Laura Kuenssberg: Rather than report on deficiencies at an NHS hospital caused by Tory underfunding, she triggered a Twitter dogpile on a member of the public who challenge Boris Johnson about it.
Standards of journalism at the BBC slipped to a new low yesterday when political editor Laura Kuenssberg outed a man who challenged Boris Johnson over falling NHS standards as a “Labour activist” – triggering a Twitter dogpile on this man.
Apparently it did not matter to Ms Kuenssberg that Omar Salem was the father of a sick seven-day-old girl and had been terribly worried about his daughter’s well-being. She considered it far more important that the world should know he has campaigned for the Labour Party in the past.
Are you saying he knew about De Pfeffel’s visit, got his daughter to fake an illness and then hung around the hospital all night so that he could ambush him and trick him into lying that he wasn’t their doing a PR when the press was 10ft away? No? Then what does it matter?
— Mark (@markwh2001) September 19, 2019
Mark’s question is valid. What was Ms Kuenssberg trying to say, exactly? And if it was as he suggested, then should she not be hauled up before the BBC board and sacked on the spot?
It is not the place of any journalist – even the BBC’s political editor – to heap more stress upon the father of a sick child who is only seven days old.
Or, put more succinctly: who the hell does Kuenssberg think she is?
It seems she has not noticed that a campaign was launched earlier this week, calling for people to report the activities of those who troll innocent members of the public in exactly the way she has done.
And consider this: Even a doctor at the hospital has written about the shortfall in care there:
I was one of the doctors who met Boris Johnson today. This was a highly staged press event in a newly refurbished hospital ward at Whipps Cross hospital where the prime minister met a few select members of staff and patients. This event completely brushed over the harsh realities of this chronically underfunded, understaffed and poorly resourced hospital.

**What is required**: In the article on Laura Kuenssberg, which words does the doctor use in the last sentence to describe Whipps Cross hospital? List them all. Answer from the article alone.

**Dataset records**:
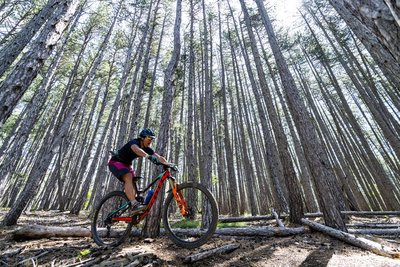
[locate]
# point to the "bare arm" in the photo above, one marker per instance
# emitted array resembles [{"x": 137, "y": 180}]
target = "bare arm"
[{"x": 141, "y": 153}]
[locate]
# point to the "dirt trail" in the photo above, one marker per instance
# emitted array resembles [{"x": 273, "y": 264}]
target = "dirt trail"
[{"x": 310, "y": 249}]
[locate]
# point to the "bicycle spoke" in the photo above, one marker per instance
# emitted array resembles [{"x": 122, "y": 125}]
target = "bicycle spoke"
[
  {"x": 199, "y": 223},
  {"x": 112, "y": 223}
]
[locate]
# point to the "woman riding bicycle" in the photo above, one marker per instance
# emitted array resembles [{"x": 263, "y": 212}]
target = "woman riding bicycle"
[{"x": 120, "y": 164}]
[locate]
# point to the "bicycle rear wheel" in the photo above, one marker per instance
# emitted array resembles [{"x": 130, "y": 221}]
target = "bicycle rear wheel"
[
  {"x": 111, "y": 221},
  {"x": 199, "y": 223}
]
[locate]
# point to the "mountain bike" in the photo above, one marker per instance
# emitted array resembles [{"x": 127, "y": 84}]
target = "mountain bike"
[{"x": 189, "y": 216}]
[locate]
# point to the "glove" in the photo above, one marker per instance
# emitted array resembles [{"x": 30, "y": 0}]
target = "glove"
[{"x": 154, "y": 159}]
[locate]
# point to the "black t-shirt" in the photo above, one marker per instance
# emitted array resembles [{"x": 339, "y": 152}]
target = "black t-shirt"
[{"x": 126, "y": 155}]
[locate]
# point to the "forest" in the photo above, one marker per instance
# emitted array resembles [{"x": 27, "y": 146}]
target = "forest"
[{"x": 300, "y": 120}]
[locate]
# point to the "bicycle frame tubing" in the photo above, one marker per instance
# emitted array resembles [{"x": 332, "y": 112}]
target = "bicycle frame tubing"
[
  {"x": 177, "y": 195},
  {"x": 162, "y": 177}
]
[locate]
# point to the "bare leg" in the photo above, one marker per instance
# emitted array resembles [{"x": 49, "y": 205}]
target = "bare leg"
[{"x": 128, "y": 187}]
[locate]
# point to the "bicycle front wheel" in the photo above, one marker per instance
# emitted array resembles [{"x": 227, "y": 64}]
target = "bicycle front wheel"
[
  {"x": 111, "y": 222},
  {"x": 199, "y": 220}
]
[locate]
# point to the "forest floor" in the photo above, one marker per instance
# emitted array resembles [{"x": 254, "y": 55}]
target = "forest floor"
[{"x": 309, "y": 249}]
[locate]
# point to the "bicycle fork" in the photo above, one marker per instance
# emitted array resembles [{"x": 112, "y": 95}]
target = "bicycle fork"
[{"x": 180, "y": 200}]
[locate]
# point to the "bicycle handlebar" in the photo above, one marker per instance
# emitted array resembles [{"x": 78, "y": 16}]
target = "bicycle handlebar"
[{"x": 170, "y": 165}]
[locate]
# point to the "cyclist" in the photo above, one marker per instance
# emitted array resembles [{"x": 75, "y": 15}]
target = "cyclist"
[{"x": 120, "y": 164}]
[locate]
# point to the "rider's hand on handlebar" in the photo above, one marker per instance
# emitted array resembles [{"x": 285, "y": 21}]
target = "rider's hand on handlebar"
[{"x": 154, "y": 159}]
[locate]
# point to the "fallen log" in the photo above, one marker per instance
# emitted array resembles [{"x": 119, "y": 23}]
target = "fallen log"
[
  {"x": 353, "y": 240},
  {"x": 374, "y": 225},
  {"x": 279, "y": 222},
  {"x": 261, "y": 231},
  {"x": 306, "y": 215},
  {"x": 375, "y": 231},
  {"x": 206, "y": 254},
  {"x": 40, "y": 231}
]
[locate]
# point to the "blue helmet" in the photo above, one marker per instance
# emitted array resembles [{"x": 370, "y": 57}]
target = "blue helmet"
[{"x": 147, "y": 132}]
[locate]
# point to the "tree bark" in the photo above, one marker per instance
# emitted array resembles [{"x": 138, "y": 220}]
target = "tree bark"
[
  {"x": 330, "y": 198},
  {"x": 152, "y": 224},
  {"x": 18, "y": 81}
]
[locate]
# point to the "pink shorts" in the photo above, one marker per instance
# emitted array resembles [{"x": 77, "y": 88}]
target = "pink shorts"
[{"x": 119, "y": 169}]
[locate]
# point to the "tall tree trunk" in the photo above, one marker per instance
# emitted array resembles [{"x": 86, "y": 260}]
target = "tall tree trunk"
[
  {"x": 18, "y": 81},
  {"x": 330, "y": 198},
  {"x": 152, "y": 225},
  {"x": 15, "y": 46}
]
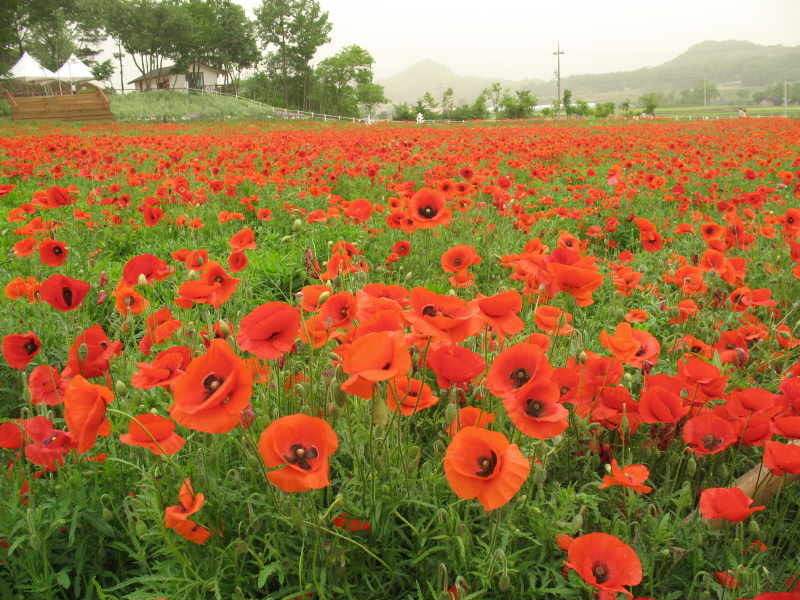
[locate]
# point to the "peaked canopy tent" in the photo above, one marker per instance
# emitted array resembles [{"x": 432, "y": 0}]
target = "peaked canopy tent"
[
  {"x": 28, "y": 68},
  {"x": 74, "y": 70}
]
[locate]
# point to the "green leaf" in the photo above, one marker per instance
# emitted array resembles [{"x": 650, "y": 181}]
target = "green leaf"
[{"x": 63, "y": 578}]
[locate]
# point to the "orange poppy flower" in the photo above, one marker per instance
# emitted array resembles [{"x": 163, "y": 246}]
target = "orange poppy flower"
[
  {"x": 153, "y": 432},
  {"x": 46, "y": 385},
  {"x": 63, "y": 293},
  {"x": 176, "y": 517},
  {"x": 269, "y": 330},
  {"x": 302, "y": 445},
  {"x": 605, "y": 562},
  {"x": 536, "y": 409},
  {"x": 459, "y": 258},
  {"x": 213, "y": 391},
  {"x": 427, "y": 208},
  {"x": 373, "y": 357},
  {"x": 53, "y": 253},
  {"x": 19, "y": 349},
  {"x": 409, "y": 395},
  {"x": 500, "y": 312},
  {"x": 214, "y": 288},
  {"x": 482, "y": 464},
  {"x": 731, "y": 504},
  {"x": 514, "y": 367},
  {"x": 630, "y": 476},
  {"x": 85, "y": 411}
]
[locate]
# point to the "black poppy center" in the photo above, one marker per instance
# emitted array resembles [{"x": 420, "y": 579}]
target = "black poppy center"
[
  {"x": 710, "y": 442},
  {"x": 299, "y": 455},
  {"x": 535, "y": 408},
  {"x": 600, "y": 572},
  {"x": 486, "y": 464},
  {"x": 428, "y": 212},
  {"x": 519, "y": 377},
  {"x": 211, "y": 383}
]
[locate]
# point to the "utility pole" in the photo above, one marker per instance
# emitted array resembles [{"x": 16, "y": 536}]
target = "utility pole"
[{"x": 558, "y": 77}]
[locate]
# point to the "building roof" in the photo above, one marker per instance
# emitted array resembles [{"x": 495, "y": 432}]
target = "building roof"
[{"x": 155, "y": 73}]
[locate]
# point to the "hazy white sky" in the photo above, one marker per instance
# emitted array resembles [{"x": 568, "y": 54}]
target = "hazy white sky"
[{"x": 514, "y": 39}]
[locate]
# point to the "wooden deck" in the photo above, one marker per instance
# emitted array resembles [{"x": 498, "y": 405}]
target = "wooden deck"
[{"x": 78, "y": 107}]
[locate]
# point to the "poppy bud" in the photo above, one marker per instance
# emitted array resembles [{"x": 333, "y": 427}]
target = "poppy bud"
[
  {"x": 141, "y": 529},
  {"x": 340, "y": 398},
  {"x": 450, "y": 413},
  {"x": 297, "y": 516},
  {"x": 576, "y": 525},
  {"x": 504, "y": 582}
]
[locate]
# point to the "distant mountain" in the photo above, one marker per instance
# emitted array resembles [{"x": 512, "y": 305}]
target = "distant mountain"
[
  {"x": 431, "y": 76},
  {"x": 730, "y": 63}
]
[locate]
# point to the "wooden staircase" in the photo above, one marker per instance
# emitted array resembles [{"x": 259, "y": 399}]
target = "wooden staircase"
[{"x": 78, "y": 107}]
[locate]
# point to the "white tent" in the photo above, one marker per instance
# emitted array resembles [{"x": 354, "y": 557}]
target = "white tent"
[
  {"x": 74, "y": 70},
  {"x": 28, "y": 68}
]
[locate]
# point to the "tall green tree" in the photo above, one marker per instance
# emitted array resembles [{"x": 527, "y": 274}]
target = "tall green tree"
[{"x": 341, "y": 76}]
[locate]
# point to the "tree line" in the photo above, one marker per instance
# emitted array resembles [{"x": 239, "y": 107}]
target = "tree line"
[{"x": 277, "y": 47}]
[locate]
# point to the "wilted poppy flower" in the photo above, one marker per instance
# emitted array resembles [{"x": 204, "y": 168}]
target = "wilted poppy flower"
[
  {"x": 630, "y": 476},
  {"x": 605, "y": 562},
  {"x": 536, "y": 409},
  {"x": 85, "y": 411},
  {"x": 514, "y": 367},
  {"x": 176, "y": 517},
  {"x": 49, "y": 445},
  {"x": 153, "y": 432},
  {"x": 269, "y": 330},
  {"x": 409, "y": 395},
  {"x": 63, "y": 293},
  {"x": 731, "y": 504},
  {"x": 482, "y": 464},
  {"x": 213, "y": 391},
  {"x": 303, "y": 445},
  {"x": 53, "y": 253},
  {"x": 428, "y": 209},
  {"x": 708, "y": 434},
  {"x": 19, "y": 349}
]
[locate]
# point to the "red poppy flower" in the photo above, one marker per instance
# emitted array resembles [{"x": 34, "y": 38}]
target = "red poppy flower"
[
  {"x": 302, "y": 445},
  {"x": 409, "y": 395},
  {"x": 514, "y": 367},
  {"x": 269, "y": 330},
  {"x": 213, "y": 391},
  {"x": 482, "y": 464},
  {"x": 731, "y": 504},
  {"x": 630, "y": 476},
  {"x": 605, "y": 562},
  {"x": 176, "y": 517},
  {"x": 53, "y": 253},
  {"x": 85, "y": 411},
  {"x": 428, "y": 209},
  {"x": 19, "y": 349},
  {"x": 63, "y": 293},
  {"x": 709, "y": 434},
  {"x": 49, "y": 445},
  {"x": 536, "y": 409},
  {"x": 153, "y": 432}
]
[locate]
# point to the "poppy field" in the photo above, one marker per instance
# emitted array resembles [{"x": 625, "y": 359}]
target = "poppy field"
[{"x": 269, "y": 360}]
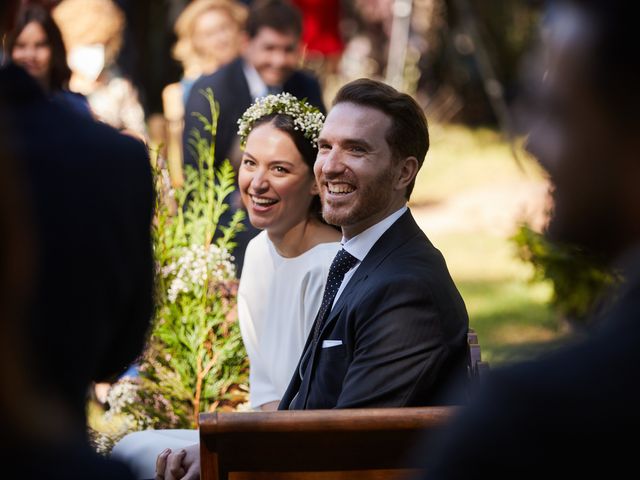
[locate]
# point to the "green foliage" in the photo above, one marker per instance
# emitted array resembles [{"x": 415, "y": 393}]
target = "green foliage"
[
  {"x": 195, "y": 359},
  {"x": 578, "y": 279}
]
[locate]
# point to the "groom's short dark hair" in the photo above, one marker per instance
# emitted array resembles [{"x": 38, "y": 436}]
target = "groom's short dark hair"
[{"x": 408, "y": 135}]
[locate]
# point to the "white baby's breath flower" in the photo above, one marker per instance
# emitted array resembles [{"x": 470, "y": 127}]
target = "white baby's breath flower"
[
  {"x": 196, "y": 265},
  {"x": 306, "y": 118}
]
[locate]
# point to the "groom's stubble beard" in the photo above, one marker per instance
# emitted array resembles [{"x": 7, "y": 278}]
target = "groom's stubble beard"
[{"x": 371, "y": 198}]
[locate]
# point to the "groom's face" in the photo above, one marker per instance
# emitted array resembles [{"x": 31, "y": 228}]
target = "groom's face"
[{"x": 355, "y": 168}]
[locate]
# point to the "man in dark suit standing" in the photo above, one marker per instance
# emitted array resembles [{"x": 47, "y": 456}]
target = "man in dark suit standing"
[
  {"x": 269, "y": 63},
  {"x": 574, "y": 414},
  {"x": 391, "y": 331}
]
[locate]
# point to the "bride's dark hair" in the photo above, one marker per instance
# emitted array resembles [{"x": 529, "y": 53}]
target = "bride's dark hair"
[{"x": 307, "y": 149}]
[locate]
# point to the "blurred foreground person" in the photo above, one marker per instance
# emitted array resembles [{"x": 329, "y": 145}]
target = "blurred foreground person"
[
  {"x": 574, "y": 413},
  {"x": 36, "y": 45},
  {"x": 79, "y": 298}
]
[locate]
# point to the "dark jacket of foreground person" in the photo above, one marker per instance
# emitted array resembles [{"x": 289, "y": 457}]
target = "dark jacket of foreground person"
[{"x": 88, "y": 191}]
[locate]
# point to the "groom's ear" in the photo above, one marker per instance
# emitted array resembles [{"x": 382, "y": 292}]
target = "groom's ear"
[{"x": 406, "y": 173}]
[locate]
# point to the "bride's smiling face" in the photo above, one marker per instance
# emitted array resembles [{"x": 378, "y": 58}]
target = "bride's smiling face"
[{"x": 276, "y": 184}]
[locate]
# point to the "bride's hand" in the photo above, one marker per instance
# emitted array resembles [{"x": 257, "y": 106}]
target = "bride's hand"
[{"x": 181, "y": 465}]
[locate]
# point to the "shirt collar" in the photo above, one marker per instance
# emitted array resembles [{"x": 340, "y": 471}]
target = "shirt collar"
[{"x": 360, "y": 245}]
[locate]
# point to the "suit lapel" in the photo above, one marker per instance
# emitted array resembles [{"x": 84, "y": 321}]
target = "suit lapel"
[{"x": 397, "y": 235}]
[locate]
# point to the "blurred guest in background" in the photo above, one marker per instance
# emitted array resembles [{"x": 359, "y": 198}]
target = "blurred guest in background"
[
  {"x": 268, "y": 64},
  {"x": 321, "y": 33},
  {"x": 209, "y": 34},
  {"x": 575, "y": 413},
  {"x": 36, "y": 45},
  {"x": 92, "y": 31}
]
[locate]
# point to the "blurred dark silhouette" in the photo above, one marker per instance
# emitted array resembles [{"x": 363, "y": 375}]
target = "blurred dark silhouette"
[
  {"x": 574, "y": 413},
  {"x": 76, "y": 261},
  {"x": 36, "y": 44}
]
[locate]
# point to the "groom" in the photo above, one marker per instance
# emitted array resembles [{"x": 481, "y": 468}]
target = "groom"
[{"x": 391, "y": 331}]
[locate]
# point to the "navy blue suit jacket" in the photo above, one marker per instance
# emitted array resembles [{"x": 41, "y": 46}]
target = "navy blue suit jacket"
[{"x": 403, "y": 327}]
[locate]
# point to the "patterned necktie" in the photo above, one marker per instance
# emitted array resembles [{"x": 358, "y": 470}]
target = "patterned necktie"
[{"x": 342, "y": 263}]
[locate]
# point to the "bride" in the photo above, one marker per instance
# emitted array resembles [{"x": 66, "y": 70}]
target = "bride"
[{"x": 285, "y": 269}]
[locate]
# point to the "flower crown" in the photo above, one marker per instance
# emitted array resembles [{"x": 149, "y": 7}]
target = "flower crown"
[{"x": 306, "y": 118}]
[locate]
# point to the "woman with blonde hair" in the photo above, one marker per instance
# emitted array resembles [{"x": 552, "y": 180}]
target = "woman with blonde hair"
[
  {"x": 208, "y": 34},
  {"x": 93, "y": 32}
]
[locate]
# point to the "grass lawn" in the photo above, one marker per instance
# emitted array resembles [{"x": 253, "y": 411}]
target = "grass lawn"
[{"x": 509, "y": 313}]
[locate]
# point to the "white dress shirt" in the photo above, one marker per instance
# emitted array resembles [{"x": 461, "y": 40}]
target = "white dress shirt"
[{"x": 360, "y": 245}]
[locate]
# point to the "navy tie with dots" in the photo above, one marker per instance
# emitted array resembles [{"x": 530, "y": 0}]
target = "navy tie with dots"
[{"x": 342, "y": 263}]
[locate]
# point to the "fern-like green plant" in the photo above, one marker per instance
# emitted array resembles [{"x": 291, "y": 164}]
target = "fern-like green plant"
[{"x": 195, "y": 359}]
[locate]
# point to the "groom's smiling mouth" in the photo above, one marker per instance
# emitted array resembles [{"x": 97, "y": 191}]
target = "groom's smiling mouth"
[
  {"x": 340, "y": 188},
  {"x": 263, "y": 201}
]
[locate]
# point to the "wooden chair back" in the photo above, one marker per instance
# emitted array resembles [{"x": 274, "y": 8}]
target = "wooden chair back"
[
  {"x": 354, "y": 444},
  {"x": 357, "y": 444}
]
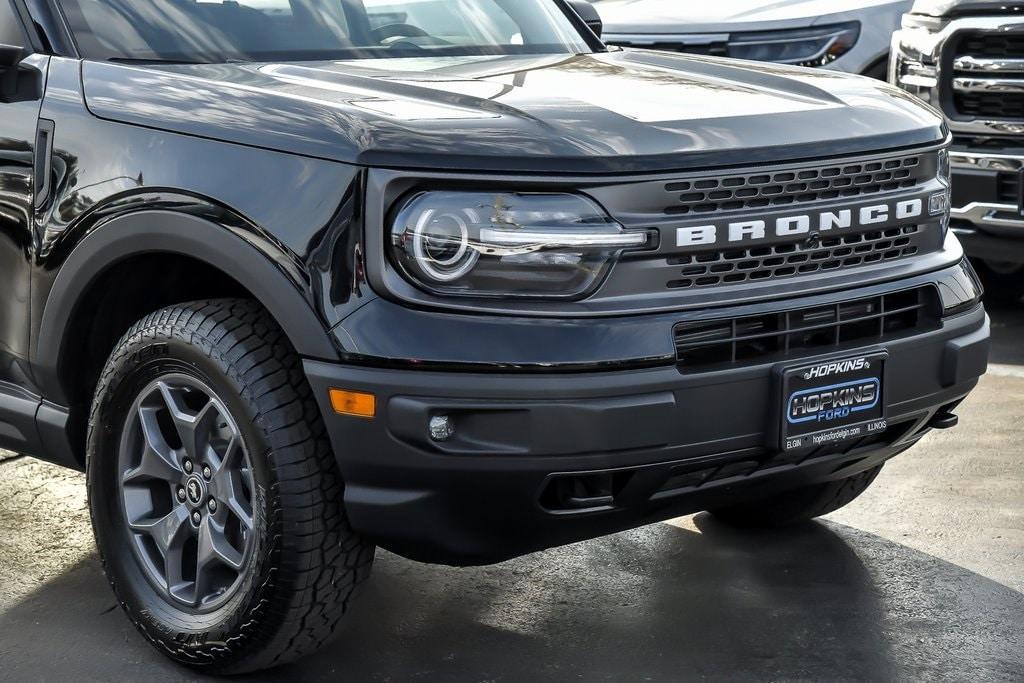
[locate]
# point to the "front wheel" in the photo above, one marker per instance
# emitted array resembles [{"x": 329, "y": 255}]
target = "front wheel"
[
  {"x": 798, "y": 505},
  {"x": 215, "y": 499}
]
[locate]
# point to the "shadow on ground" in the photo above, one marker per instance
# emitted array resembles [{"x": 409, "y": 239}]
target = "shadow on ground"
[
  {"x": 1008, "y": 332},
  {"x": 822, "y": 601}
]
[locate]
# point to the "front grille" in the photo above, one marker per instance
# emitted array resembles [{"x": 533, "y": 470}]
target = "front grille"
[
  {"x": 740, "y": 265},
  {"x": 813, "y": 183},
  {"x": 1009, "y": 188},
  {"x": 704, "y": 345},
  {"x": 993, "y": 45},
  {"x": 990, "y": 104},
  {"x": 973, "y": 78}
]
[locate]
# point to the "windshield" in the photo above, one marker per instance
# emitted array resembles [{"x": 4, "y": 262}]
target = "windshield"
[{"x": 218, "y": 31}]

**Output of the task**:
- chronically underfunded
- understaffed
- poorly resourced